* Begin *

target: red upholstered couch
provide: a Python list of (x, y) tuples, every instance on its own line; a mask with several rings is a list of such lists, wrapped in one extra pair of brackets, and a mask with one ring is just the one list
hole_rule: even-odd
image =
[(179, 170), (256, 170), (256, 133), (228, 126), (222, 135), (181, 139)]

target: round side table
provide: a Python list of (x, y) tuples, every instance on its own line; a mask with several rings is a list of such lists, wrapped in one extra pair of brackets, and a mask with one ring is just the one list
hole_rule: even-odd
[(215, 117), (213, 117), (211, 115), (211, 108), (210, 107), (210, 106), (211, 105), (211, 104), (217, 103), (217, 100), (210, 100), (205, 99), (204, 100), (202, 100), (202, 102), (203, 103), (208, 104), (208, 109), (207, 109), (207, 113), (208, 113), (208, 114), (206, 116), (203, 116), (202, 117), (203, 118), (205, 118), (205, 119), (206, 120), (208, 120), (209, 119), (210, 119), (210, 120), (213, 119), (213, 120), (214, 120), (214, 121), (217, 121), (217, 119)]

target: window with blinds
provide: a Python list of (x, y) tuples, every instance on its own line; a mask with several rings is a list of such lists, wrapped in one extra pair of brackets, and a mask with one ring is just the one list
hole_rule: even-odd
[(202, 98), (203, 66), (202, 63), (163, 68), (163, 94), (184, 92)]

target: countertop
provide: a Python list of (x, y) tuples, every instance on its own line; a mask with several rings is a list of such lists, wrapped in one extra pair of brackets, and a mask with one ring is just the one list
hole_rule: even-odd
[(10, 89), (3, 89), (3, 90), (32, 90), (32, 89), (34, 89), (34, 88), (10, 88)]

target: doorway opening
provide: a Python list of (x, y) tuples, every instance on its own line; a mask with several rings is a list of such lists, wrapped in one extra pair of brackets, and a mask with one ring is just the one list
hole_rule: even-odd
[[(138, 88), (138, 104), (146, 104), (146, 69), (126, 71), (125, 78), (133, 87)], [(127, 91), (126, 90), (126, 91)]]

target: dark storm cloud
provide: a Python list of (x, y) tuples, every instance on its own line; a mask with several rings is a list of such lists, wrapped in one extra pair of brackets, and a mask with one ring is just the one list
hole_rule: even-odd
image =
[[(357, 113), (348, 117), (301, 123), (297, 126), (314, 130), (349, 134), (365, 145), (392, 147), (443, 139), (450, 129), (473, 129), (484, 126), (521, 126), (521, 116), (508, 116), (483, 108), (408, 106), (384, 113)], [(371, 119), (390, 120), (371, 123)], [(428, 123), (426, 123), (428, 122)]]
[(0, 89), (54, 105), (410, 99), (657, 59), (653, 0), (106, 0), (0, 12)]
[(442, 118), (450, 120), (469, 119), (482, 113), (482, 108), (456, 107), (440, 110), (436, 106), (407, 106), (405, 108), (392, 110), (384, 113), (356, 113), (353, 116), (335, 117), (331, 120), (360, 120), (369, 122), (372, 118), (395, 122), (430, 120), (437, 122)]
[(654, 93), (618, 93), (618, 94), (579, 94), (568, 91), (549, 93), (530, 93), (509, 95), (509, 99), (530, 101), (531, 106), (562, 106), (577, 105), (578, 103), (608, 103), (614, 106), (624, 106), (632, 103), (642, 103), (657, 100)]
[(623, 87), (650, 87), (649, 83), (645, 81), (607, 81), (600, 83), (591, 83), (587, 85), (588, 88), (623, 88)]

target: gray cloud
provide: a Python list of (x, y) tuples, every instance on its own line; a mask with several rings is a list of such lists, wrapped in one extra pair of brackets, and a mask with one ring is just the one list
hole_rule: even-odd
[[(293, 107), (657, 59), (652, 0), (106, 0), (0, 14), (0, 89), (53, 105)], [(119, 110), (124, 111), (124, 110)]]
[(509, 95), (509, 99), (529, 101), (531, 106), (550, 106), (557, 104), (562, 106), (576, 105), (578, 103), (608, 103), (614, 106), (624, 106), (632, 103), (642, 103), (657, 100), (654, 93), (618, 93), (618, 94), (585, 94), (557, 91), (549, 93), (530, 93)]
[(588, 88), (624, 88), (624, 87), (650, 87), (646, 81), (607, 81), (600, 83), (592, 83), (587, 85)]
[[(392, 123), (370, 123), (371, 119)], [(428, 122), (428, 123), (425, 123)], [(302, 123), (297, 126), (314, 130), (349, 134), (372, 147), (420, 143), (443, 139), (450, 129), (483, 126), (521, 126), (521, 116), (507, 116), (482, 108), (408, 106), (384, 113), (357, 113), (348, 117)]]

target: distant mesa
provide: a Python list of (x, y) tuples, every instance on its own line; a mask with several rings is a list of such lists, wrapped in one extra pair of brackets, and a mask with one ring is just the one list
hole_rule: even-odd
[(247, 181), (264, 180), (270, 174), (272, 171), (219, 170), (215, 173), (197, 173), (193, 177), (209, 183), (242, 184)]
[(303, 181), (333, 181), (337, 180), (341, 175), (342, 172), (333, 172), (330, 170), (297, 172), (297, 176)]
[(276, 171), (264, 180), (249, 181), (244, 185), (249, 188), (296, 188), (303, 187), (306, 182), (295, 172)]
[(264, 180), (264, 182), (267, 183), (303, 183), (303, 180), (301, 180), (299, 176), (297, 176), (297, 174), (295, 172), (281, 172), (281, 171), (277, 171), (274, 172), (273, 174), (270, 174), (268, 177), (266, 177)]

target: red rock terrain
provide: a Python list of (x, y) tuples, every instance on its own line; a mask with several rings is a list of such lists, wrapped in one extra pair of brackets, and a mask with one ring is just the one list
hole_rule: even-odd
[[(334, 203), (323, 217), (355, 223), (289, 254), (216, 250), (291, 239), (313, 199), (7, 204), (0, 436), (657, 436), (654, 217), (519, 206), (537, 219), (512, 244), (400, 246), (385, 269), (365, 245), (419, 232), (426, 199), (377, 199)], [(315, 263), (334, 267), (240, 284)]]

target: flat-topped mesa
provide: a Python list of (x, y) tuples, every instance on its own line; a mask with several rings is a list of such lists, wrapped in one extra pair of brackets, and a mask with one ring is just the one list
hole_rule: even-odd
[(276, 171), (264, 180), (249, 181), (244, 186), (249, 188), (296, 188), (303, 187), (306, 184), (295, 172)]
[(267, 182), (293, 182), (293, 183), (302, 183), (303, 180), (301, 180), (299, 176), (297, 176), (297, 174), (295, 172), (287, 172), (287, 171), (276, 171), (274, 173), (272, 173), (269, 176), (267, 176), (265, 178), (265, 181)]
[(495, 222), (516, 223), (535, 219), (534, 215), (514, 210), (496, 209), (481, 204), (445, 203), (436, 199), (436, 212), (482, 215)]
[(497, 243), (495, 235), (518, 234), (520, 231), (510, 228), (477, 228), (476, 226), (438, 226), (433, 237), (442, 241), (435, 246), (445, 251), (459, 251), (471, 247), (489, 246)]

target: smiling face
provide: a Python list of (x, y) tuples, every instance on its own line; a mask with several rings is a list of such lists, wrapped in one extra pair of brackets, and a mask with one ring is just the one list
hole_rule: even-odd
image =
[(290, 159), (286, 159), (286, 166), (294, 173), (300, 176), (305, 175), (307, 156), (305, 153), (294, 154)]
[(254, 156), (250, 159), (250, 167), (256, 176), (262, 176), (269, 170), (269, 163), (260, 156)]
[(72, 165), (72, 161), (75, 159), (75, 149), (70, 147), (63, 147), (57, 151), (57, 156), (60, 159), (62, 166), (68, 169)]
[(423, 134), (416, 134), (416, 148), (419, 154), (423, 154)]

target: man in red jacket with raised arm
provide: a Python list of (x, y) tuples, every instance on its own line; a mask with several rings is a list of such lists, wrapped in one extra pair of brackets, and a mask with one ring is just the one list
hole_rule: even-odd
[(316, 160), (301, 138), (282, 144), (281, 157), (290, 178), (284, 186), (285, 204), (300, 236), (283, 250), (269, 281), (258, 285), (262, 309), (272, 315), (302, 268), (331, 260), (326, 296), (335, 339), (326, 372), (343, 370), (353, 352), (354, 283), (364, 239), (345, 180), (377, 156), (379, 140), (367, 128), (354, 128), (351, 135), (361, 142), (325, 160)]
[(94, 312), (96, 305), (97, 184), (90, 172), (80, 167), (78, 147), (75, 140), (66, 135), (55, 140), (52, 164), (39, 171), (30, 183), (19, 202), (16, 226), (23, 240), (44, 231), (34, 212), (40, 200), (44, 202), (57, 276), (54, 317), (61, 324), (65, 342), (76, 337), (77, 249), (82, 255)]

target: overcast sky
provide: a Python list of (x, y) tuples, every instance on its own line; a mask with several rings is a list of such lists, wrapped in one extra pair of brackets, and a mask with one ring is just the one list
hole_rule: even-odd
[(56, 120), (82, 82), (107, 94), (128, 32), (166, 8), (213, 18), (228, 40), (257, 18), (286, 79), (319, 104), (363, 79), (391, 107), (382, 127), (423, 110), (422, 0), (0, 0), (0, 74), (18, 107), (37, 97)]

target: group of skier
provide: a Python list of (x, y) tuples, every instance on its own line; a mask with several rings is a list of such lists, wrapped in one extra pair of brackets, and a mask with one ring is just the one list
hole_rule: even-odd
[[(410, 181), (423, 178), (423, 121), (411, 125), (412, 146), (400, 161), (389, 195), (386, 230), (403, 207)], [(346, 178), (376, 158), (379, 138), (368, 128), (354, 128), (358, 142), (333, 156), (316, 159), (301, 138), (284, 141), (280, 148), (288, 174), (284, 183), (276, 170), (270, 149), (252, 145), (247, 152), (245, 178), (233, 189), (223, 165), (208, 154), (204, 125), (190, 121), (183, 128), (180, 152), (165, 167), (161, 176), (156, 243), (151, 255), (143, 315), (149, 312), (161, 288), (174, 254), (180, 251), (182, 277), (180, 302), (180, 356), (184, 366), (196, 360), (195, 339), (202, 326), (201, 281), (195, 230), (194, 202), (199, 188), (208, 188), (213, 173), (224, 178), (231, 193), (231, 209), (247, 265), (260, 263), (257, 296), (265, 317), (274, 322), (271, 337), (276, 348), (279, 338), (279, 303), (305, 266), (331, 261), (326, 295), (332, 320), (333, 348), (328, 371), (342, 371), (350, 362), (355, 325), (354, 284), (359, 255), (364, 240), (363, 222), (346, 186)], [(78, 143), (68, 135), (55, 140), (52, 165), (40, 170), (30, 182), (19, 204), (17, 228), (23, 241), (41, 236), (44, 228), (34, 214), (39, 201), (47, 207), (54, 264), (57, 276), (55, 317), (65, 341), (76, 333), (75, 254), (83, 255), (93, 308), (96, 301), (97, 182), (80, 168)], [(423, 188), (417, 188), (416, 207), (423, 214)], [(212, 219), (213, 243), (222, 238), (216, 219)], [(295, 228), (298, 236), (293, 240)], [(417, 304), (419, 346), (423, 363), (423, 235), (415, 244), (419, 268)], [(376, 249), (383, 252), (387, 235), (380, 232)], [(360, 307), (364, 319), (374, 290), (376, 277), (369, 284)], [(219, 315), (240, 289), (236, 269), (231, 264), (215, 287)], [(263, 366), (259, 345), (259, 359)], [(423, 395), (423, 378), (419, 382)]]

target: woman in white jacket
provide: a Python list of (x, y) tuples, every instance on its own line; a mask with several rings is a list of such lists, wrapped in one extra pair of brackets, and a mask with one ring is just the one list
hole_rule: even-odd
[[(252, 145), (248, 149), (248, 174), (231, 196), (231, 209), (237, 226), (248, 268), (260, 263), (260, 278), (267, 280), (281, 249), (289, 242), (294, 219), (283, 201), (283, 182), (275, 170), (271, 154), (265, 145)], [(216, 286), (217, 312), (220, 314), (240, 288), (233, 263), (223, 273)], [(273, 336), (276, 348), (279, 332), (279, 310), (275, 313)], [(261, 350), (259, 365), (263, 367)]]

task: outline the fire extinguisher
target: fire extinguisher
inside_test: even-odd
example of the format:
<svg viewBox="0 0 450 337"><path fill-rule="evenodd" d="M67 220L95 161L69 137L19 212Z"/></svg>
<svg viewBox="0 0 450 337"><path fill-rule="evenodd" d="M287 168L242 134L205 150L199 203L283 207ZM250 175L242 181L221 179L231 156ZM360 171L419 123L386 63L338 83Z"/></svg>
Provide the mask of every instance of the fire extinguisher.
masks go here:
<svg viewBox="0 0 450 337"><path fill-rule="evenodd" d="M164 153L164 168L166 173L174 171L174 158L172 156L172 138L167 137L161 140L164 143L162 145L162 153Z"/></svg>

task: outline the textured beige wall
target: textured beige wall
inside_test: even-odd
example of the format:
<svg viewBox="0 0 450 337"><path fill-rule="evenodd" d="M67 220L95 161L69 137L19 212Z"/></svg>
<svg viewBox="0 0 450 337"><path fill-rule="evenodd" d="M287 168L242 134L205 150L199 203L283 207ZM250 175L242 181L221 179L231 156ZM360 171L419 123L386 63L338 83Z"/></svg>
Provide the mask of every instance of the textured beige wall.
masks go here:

* End *

■ **What is asked**:
Put the records from the line with "target: window with blinds" up to and including the line with "88), (10, 88)]" into a two-column CSV with the headers input and output. Give one row per record: put its text in one quoted field and its answer in the other, with line breaks turned into spaces.

■ **The output**:
input,output
"target: window with blinds provide: a Python list of (x, y) tuples, every instance on its own line; a mask with several rings is a list of such lists, wrapped in one extra pair of brackets, and a mask with one ring is just the one list hole_rule: even-odd","[(202, 98), (203, 66), (202, 63), (163, 68), (163, 94), (184, 92)]"
"target: countertop provide: a Python list of (x, y) tuples, every instance on its own line; a mask with several rings is a list of such lists, wrapped in one extra pair of brackets, and a mask with one ring is just the one list hole_rule: even-odd","[(10, 89), (3, 89), (3, 90), (32, 90), (32, 89), (34, 89), (34, 88), (10, 88)]"